▶ **TEXT**
Under Section 607.0851 of the FBCA (1) except as otherwise provided in Section 607.0851 and in Section 607.0859, and not in limitation of indemnification allowed under Section 607.0858(1), a corporation may indemnify an individual who is a party to a proceeding because the individual is or was a director or officer against liability incurred in the proceeding if: (a) the director or officer acted in good faith; (b) the director or officer acted in a manner he or she reasonably believed to be in, or not opposed to, the best interests of the corporation; and (c) in the case of any criminal proceeding, the director or officer had no reasonable cause to believe his or her conduct was unlawful. (2) The conduct of a director or officer with respect to an employee benefit plan for a purpose the director or officer reasonably believed to be in the best interests of the participants in, and the beneficiaries of, the plan is conduct that satisfies the requirement of paragraph (1)(b). (3) The termination of a proceeding by judgment, order, settlement, or conviction, or upon a plea of nolo contendere or its equivalent, does not, of itself, create a presumption that the director or officer did not meet the relevant standard of conduct described in Section 607.0851. (4) Unless ordered by a court under Section 607.0854(1)(c), a corporation may not indemnify a director or an officer in connection with a proceeding by or in the right of the corporation except for expenses and amounts paid in settlement not exceeding, in the judgment of the board of directors, the estimated expense of litigating the proceeding to conclusion, actually and reasonably incurred in connection with the defense or settlement of such proceeding, including any appeal thereof, where such person acted in good faith and in a manner he or she reasonably believed to be in, or not opposed to, the best interests of the corporation.

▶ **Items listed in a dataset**
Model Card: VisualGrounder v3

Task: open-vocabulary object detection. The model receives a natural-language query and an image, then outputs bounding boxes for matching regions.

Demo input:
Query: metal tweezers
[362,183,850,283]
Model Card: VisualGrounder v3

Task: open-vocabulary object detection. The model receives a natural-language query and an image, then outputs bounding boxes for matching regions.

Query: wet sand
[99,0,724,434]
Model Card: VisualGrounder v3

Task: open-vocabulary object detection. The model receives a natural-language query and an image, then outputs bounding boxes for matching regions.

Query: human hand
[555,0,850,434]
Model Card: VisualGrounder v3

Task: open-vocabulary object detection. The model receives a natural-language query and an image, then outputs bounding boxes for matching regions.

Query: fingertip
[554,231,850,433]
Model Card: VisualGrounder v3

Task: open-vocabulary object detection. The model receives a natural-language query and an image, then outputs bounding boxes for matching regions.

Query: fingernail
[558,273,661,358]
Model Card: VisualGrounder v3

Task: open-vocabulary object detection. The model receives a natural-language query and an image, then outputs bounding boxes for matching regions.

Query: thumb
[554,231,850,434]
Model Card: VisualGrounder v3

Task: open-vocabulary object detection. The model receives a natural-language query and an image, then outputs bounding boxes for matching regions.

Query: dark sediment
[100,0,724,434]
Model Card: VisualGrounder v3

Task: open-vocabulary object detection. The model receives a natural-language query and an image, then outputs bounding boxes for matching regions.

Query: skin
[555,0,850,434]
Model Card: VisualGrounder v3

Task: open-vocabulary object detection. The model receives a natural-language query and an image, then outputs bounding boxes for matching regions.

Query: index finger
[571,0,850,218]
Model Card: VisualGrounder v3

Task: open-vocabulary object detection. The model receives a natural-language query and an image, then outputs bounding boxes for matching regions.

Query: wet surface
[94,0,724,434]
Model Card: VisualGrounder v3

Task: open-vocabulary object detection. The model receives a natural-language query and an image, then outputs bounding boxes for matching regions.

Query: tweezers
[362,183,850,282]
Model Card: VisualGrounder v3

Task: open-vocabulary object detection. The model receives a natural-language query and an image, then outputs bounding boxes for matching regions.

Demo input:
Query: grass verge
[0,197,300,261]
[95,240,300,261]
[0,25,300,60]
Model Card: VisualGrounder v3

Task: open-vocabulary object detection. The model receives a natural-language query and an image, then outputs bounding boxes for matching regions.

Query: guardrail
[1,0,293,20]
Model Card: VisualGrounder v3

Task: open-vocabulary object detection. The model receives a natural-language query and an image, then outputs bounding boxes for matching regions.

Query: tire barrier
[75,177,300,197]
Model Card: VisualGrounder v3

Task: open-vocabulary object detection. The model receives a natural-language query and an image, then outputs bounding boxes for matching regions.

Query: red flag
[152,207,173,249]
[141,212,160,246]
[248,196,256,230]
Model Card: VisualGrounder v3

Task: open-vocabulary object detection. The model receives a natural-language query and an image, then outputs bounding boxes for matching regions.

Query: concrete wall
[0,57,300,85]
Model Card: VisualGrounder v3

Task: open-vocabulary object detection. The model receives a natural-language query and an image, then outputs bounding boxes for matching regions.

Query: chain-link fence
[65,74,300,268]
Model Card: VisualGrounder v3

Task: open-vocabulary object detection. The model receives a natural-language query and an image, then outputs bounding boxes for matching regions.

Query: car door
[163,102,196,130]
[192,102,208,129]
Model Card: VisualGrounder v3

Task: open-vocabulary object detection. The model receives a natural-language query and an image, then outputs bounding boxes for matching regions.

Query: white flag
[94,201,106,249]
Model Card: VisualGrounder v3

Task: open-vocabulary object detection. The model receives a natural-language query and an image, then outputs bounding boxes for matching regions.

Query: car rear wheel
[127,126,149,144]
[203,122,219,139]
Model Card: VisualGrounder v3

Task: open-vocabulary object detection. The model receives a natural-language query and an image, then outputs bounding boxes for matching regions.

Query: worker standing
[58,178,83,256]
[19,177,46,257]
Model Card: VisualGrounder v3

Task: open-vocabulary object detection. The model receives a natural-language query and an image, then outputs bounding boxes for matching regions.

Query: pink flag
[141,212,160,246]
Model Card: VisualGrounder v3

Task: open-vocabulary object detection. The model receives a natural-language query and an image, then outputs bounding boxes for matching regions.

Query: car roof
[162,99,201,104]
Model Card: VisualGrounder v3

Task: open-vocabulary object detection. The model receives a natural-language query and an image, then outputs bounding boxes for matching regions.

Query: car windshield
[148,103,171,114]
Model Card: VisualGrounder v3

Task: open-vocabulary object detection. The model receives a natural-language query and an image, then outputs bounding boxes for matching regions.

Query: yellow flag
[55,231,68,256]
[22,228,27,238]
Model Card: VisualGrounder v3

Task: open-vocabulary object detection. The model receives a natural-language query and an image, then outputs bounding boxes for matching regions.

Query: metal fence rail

▶ **WHAT IS EXPECTED**
In three sentences, summarize the text on Section 607.0851 of the FBCA. These data were taken from a different source.

▶ **TASK RESULT**
Section 607.0851 of the FBCA allows a corporation to indemnify a director or officer who is a party to a proceeding because of that role, provided the person acted in good faith, in a manner reasonably believed to be in or not opposed to the corporation's best interests, and, in a criminal proceeding, with no reasonable cause to believe the conduct was unlawful. Conduct regarding an employee benefit plan that the person reasonably believed served the plan's participants and beneficiaries meets the best-interests requirement, and ending a proceeding by judgment, order, settlement, conviction, or a plea of nolo contendere does not by itself create a presumption that the standard was not met. In a proceeding by or in the right of the corporation, unless a court orders otherwise under Section 607.0854(1)(c), indemnification is limited to expenses and settlement amounts that do not exceed, in the board's judgment, the estimated expense of litigating the proceeding to conclusion.